キャタピラー寺島しのぶインタビュー(その2抜粋)
 

2010年の映画で話題になった1本、「キャタピラー」を見た。
 
予告編や解説などでストーリーは知っていたが、「ジョニーは戦場へ行った」と似ているなと思ったら、やはりジョニーは戦場へ行ったと、江戸川乱歩の短編小説「芋虫」をモチーフにしたオリジナルストーリーだった。戦争に翻弄された1組の夫婦の姿を通して戦争がもたらす愚かさと悲劇を描いている。
 
2010年ベルリン国際映画祭コンペティション部門に出品し、寺島しのぶが最優秀女優賞(銀熊賞)を受賞したことで、有名になった。
 
1940年、日中戦争に駆り出された黒川久蔵は、4年後に、頭に火傷を負い四肢は失われ、耳もほとんど聴こえない状態になって村に帰還した。
 
軍神(ぐんしん)としてその姿を讃えながらも、厄介払いのように親戚たちは妻・シゲ子に全ての世話を押し付ける。
 
旺盛な食欲・性欲・名誉欲を示す久蔵に献身的に仕えるシゲ子だったが、炎に焼かれる屋敷内で中国娘を強姦・虐殺した記憶に苛まれる久蔵は次第に性的不能になってゆく。それとともに、かつて夫が戦争に行く前に、子供ができないことから、夫から罵られ、暴力によって夫に支配されていた過去が浮き彫りにされていき、やがてシゲ子の憎悪が頭をもたげていく・・・。
 
過去の数作品でも、寺島しのぶは、裸の体当たり演技で注目されているが「裸衣裳の演技派」と言われているようだ。
 
ほかの女優では、引いてしまうような大胆なシーンが多い。
 
映画の最後に、原爆による死者(広島14万人、長崎7万人など)の数などが出てくるが、一貫して、戦争の愚かさを訴えた反戦がテーマの映画だ。
 
「お国のため」という大義で、多くの犠牲を払ったあの戦争は何だったのか。
四肢を失って「軍神」とあがめられるが、軍神とはなんなのか・・・問いかけてくる。

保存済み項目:
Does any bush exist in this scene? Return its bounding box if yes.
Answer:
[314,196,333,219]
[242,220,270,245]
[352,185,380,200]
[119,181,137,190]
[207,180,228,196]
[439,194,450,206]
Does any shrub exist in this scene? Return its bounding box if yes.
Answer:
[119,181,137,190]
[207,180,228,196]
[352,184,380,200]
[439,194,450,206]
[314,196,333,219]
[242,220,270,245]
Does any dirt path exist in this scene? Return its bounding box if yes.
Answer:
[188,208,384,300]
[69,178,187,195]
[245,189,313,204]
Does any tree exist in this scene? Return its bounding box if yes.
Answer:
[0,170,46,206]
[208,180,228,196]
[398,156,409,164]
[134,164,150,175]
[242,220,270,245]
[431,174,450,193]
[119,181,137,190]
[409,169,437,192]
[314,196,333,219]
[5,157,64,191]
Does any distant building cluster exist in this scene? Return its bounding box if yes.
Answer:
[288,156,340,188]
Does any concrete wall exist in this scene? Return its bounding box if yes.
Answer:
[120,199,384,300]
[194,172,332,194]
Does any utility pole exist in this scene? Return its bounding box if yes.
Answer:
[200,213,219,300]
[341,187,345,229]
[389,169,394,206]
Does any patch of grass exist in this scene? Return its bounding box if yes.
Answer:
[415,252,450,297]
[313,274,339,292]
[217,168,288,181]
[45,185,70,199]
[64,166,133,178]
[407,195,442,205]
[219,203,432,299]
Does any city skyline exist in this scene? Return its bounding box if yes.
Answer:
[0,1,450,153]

指定課題: ページ本文の「2010年の映画で話題になった1本、「キャタピラー」を見た。」から「す愚かさと悲劇を描いている。」までをすべて、一字も変えずに抜き出してください。 上の行はこの作業では使わない。

出力結果:
2010年の映画で話題になった1本、「キャタピラー」を見た。
 
予告編や解説などでストーリーは知っていたが、「ジョニーは戦場へ行った」と似ているなと思ったら、やはりジョニーは戦場へ行ったと、江戸川乱歩の短編小説「芋虫」をモチーフにしたオリジナルストーリーだった。戦争に翻弄された1組の夫婦の姿を通して戦争がもたらす愚かさと悲劇を描いている。